Task description ▸ Lines below that include the word "target" should each be copied.

Information given ▸
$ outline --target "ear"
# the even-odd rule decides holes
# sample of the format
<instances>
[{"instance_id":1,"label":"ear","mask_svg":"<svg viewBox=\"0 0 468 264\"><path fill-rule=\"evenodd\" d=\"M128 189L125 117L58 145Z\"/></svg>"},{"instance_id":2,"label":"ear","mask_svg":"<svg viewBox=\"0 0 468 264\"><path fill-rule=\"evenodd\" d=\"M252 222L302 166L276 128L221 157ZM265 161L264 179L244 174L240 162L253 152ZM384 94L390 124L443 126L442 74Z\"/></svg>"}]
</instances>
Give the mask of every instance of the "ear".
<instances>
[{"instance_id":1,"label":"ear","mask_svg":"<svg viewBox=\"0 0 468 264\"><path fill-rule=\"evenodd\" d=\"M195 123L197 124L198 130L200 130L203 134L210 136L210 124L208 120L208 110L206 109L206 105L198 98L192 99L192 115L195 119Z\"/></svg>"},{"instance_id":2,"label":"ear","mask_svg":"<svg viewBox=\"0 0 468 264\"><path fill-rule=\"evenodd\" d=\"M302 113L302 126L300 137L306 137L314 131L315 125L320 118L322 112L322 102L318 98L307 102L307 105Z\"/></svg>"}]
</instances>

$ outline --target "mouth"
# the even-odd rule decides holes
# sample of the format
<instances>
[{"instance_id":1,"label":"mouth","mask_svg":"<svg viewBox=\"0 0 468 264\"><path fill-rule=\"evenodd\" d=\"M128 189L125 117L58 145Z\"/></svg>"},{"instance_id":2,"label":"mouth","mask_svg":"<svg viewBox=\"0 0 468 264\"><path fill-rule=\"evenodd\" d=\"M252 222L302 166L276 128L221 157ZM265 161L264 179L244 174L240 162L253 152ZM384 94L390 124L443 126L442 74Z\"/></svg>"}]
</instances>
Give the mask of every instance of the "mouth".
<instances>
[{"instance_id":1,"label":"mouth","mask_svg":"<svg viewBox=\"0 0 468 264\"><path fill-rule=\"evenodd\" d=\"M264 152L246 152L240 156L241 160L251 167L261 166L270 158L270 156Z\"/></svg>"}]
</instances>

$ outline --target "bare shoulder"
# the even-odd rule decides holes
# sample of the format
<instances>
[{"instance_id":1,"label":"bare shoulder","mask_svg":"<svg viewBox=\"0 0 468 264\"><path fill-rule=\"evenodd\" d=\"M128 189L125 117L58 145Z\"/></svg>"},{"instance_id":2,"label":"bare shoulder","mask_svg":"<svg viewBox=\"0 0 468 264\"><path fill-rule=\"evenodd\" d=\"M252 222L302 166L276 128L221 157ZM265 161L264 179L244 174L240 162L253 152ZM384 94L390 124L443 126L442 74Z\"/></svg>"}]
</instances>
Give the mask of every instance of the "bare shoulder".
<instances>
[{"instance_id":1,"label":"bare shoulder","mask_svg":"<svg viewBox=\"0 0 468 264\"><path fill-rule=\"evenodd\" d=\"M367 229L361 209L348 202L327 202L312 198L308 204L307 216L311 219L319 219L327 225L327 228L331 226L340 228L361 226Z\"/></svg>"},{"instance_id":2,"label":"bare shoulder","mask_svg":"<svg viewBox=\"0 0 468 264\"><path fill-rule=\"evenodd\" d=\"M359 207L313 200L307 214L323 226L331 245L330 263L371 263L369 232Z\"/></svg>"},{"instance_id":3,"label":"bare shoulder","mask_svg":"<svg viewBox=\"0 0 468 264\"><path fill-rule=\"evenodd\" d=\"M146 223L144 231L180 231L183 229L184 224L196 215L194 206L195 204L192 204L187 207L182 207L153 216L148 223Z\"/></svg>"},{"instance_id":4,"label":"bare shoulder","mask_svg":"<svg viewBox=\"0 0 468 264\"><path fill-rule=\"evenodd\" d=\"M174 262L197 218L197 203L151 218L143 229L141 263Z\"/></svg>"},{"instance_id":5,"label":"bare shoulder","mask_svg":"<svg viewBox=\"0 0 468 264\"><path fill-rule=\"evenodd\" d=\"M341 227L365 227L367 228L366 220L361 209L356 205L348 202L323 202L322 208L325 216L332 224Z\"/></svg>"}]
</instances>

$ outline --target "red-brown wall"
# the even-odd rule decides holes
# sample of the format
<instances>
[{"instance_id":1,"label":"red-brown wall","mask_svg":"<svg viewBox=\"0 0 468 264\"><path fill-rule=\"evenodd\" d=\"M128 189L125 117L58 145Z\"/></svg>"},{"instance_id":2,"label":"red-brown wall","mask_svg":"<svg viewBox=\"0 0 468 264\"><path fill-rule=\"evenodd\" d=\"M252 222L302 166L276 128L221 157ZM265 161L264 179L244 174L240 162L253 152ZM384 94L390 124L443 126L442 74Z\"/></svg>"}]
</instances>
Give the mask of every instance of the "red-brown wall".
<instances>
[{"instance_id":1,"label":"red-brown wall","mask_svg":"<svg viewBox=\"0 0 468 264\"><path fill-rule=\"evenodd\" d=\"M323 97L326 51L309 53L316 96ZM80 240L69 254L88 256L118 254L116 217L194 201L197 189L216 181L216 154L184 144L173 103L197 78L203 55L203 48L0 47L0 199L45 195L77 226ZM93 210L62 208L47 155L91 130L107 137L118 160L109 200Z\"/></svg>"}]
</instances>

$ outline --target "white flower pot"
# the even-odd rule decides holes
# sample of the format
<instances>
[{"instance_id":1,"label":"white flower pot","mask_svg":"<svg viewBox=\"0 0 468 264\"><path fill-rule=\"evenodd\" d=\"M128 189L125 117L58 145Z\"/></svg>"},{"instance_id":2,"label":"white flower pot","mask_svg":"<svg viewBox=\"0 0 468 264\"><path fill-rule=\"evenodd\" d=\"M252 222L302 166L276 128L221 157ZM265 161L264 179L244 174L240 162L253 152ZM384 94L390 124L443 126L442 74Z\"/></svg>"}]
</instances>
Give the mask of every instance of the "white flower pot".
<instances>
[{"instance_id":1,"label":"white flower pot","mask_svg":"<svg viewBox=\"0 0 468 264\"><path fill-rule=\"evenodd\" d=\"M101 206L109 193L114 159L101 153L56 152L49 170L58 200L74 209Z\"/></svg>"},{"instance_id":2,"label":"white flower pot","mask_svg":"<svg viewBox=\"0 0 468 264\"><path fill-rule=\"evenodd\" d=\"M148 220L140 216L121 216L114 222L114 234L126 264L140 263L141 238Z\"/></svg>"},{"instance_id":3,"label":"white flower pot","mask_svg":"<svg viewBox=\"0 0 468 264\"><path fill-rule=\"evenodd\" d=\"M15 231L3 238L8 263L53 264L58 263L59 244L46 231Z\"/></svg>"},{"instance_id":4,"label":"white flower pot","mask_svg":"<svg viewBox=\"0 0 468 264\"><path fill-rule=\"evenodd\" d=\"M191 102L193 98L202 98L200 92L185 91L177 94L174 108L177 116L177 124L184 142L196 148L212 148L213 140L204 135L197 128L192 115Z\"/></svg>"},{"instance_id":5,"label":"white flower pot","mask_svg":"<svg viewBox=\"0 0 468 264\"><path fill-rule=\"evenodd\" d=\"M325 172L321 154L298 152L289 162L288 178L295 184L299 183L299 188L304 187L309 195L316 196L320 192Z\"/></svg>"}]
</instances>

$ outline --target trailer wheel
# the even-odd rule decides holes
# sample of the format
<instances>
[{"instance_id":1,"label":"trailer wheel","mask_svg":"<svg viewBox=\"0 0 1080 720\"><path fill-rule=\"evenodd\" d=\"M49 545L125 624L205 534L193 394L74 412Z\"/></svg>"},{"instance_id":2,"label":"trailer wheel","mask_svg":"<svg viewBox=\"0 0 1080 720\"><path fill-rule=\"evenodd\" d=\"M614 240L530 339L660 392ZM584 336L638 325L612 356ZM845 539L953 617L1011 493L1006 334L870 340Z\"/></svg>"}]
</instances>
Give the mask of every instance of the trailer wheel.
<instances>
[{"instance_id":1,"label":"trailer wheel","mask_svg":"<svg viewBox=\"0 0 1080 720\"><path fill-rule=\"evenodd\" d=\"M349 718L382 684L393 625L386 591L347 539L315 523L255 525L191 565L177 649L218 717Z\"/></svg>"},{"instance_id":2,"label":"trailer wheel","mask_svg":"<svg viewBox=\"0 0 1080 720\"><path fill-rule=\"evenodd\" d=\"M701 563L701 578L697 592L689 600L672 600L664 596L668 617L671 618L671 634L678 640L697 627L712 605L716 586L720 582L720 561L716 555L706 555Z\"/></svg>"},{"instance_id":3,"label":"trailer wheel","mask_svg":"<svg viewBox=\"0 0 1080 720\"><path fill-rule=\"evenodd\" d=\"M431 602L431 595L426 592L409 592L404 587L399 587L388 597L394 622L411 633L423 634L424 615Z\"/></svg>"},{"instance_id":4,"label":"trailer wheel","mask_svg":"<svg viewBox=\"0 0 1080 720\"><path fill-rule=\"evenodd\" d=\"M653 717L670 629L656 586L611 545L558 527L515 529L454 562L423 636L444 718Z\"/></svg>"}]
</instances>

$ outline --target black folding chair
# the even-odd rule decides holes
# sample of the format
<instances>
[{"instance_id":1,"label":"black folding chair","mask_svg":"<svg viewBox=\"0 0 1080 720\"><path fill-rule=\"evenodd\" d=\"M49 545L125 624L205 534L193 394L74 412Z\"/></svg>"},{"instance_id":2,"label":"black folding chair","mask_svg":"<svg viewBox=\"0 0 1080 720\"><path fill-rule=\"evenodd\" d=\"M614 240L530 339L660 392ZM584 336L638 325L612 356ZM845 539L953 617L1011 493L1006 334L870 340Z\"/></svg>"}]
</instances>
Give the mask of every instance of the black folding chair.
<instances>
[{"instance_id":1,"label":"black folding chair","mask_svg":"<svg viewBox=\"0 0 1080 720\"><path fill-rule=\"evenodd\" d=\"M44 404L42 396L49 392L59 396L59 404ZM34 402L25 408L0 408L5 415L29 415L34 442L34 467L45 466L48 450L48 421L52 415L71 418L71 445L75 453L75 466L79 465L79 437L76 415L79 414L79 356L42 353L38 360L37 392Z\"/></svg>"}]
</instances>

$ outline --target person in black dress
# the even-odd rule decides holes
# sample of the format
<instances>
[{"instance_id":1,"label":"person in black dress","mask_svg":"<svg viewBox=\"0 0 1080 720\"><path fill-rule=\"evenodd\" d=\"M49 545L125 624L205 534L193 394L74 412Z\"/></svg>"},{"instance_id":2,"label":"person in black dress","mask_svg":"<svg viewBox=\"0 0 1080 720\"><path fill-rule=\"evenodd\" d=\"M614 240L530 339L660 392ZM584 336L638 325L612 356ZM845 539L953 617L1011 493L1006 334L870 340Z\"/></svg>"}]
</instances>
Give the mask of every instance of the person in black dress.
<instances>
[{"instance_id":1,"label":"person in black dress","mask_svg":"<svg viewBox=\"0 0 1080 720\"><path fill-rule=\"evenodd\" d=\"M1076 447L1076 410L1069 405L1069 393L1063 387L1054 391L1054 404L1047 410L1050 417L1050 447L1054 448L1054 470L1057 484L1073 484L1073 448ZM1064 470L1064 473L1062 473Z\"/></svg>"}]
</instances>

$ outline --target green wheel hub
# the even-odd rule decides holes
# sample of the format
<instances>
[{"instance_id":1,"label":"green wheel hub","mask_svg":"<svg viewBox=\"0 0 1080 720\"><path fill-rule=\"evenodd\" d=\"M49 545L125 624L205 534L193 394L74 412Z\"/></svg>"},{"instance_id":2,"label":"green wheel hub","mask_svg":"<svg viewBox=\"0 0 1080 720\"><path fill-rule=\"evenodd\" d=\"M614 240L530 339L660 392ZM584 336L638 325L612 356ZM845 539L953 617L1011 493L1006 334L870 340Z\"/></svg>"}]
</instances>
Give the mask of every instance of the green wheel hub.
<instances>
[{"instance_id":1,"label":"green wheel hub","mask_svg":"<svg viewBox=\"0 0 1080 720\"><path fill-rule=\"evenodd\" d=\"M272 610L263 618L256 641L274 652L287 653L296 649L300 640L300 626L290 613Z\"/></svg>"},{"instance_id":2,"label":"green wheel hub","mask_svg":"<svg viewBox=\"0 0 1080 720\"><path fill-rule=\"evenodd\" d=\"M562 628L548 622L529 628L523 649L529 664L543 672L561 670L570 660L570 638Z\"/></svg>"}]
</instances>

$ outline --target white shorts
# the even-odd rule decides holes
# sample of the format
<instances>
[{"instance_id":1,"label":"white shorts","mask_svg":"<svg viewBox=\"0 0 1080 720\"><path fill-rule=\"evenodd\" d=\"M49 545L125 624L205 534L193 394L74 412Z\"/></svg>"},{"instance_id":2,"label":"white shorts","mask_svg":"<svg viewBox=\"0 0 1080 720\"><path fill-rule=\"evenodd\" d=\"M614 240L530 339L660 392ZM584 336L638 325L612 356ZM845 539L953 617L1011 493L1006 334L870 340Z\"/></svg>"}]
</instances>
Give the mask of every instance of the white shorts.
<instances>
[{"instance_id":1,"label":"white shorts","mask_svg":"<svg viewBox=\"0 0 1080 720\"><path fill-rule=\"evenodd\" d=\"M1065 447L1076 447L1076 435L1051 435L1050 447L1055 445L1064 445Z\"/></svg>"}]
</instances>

Task result ▸
$ outline --target "ear"
$ outline --target "mouth"
$ outline --target "bare shoulder"
$ outline --target "red-brown wall"
$ outline --target "white flower pot"
$ outline --target trailer wheel
$ outline --target black folding chair
$ outline --target person in black dress
$ outline --target green wheel hub
$ outline --target white shorts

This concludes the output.